→ BARIS YANG DIBERIKAN
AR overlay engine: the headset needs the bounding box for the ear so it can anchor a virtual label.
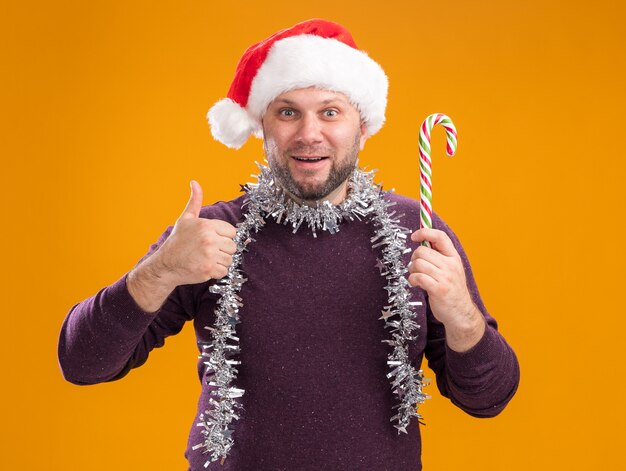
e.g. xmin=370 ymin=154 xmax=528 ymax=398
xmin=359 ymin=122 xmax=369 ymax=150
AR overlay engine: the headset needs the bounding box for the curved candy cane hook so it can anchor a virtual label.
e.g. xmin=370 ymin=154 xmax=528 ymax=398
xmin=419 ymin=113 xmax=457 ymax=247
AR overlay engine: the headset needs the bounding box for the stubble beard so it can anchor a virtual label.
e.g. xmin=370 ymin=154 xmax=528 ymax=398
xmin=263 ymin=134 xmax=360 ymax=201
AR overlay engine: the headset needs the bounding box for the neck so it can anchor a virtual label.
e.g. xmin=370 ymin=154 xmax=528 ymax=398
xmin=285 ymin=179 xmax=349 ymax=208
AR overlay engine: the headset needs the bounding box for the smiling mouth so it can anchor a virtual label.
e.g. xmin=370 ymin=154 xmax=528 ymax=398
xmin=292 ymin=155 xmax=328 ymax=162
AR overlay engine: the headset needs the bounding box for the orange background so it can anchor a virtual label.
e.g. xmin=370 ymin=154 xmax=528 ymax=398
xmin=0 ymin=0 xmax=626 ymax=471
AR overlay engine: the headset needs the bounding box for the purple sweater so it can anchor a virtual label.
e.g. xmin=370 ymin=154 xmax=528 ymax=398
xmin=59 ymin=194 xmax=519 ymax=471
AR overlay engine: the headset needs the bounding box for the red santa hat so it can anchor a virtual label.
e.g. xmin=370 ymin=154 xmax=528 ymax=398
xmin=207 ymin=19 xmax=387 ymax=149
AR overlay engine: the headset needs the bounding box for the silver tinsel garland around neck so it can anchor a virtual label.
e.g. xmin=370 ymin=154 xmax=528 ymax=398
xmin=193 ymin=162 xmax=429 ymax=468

...

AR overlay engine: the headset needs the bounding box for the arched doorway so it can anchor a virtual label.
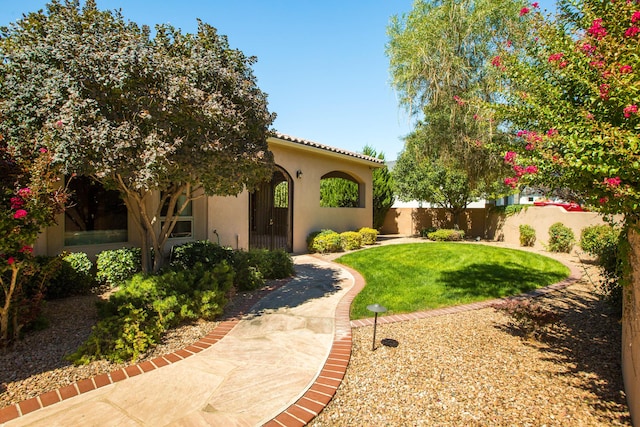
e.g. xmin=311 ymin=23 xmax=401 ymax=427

==

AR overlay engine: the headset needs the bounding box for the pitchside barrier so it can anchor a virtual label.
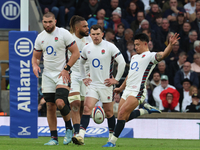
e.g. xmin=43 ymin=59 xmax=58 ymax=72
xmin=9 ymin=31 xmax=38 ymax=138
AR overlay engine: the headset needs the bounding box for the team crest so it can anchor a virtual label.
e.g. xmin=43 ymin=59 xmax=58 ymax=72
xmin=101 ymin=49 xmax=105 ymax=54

→ RUMUSAN MASALAH
Tukar "stubble beard" dengan "full beard" pada baris dari baris yang memuat "hook so it can anchor a virtual label." sampai baris yang memuat "xmin=285 ymin=179 xmax=349 ymax=208". Tuliskan kembali hanya baris-baris itu tanpa perubahan lain.

→ JAWABAN TERTULIS
AR overlay engine: the headset needs the bounding box for the curved candy cane hook so it can anchor a virtual label.
e.g. xmin=370 ymin=154 xmax=528 ymax=398
xmin=419 ymin=113 xmax=457 ymax=247
AR overlay engine: the headset needs the bounding box for the full beard so it can anchor a virtual label.
e.g. xmin=370 ymin=154 xmax=528 ymax=398
xmin=263 ymin=134 xmax=360 ymax=201
AR overlay engine: the headset needs the bounding box for the neck so it can anchor a virtual label.
e.g. xmin=370 ymin=154 xmax=528 ymax=398
xmin=285 ymin=179 xmax=349 ymax=208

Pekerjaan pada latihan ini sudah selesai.